### Task instructions
In the listing, find every line that has the string "white" and copy it.

### Record extracts
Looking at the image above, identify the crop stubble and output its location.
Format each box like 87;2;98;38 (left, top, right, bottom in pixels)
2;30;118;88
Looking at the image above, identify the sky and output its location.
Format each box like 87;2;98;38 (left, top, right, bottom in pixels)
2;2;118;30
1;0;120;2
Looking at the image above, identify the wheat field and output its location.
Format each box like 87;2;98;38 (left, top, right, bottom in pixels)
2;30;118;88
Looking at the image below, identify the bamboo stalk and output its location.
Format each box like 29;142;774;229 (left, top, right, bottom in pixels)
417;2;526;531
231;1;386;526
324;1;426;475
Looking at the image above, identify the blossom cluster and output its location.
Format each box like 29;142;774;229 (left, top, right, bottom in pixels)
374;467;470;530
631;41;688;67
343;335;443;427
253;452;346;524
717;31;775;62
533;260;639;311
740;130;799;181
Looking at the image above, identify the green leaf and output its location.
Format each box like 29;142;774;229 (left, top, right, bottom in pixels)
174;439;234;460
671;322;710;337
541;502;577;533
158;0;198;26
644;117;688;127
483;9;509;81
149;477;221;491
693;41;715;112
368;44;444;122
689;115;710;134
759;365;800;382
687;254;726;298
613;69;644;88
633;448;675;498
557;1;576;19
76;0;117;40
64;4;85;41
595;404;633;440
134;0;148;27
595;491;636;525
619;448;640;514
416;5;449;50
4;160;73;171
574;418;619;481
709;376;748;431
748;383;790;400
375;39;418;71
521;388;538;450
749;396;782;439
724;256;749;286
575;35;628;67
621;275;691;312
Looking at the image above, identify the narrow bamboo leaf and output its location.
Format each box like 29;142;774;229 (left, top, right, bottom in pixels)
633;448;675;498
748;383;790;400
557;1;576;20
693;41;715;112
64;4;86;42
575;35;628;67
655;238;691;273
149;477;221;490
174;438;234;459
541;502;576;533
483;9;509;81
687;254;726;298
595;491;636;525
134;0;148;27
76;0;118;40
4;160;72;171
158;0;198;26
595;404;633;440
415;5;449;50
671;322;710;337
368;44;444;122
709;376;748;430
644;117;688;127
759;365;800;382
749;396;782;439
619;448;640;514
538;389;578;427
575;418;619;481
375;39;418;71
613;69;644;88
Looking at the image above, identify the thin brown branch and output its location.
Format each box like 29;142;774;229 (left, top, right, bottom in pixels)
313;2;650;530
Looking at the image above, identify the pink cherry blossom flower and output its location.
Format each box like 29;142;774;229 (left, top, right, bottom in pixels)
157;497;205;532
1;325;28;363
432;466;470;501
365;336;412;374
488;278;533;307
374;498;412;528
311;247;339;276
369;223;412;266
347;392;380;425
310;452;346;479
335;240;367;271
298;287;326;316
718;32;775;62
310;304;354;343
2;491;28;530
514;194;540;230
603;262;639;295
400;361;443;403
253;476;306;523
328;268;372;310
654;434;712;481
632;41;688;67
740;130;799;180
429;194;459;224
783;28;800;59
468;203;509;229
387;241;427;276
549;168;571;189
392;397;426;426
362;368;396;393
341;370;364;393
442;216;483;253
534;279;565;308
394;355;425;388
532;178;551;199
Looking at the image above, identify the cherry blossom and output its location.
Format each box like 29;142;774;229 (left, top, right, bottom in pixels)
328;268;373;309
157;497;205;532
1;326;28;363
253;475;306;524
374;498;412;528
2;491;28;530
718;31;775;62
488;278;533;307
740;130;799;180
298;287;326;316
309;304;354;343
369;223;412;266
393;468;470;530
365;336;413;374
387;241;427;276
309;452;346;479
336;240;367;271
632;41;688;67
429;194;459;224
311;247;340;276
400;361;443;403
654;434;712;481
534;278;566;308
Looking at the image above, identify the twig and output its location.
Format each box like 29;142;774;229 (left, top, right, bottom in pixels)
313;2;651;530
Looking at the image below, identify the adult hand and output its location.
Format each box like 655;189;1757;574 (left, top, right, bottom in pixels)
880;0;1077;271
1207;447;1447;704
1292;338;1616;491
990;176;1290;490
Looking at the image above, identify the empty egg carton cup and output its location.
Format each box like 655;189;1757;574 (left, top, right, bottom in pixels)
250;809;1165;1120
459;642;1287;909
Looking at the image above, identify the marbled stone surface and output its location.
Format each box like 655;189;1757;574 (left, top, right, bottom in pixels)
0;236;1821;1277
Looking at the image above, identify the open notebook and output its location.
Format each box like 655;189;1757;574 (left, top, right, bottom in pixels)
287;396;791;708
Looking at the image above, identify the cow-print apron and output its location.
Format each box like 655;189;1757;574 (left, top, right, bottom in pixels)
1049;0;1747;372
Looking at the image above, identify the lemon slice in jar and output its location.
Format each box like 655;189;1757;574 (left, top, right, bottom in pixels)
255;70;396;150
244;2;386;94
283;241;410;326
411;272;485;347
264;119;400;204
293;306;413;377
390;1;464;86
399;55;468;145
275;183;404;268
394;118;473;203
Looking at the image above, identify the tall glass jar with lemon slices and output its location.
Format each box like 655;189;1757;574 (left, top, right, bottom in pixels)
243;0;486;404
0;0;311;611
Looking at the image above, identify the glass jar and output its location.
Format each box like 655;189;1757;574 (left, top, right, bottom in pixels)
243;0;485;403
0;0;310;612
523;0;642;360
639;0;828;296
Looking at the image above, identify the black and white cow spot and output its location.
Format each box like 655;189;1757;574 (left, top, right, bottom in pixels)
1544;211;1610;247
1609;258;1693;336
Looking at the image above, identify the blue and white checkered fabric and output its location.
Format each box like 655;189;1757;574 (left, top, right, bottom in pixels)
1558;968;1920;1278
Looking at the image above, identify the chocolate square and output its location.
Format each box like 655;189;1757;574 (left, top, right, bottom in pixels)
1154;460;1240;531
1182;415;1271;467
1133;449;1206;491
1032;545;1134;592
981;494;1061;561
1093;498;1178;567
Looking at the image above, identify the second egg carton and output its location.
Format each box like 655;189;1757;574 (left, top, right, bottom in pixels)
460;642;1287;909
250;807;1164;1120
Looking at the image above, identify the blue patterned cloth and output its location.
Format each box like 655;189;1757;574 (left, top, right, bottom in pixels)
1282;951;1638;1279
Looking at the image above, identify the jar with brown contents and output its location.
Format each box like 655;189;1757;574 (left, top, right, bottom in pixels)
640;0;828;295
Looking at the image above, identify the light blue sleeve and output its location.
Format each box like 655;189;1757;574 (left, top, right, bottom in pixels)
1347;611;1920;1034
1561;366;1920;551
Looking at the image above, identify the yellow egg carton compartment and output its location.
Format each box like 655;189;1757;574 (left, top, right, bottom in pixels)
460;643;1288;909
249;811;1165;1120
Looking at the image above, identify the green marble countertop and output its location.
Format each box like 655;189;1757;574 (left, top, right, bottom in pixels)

### Answer below
Looking at the image above, identify the black and white cow spot and output its location.
Looking at the image above, identify the blue and white checkered fabric and output its location.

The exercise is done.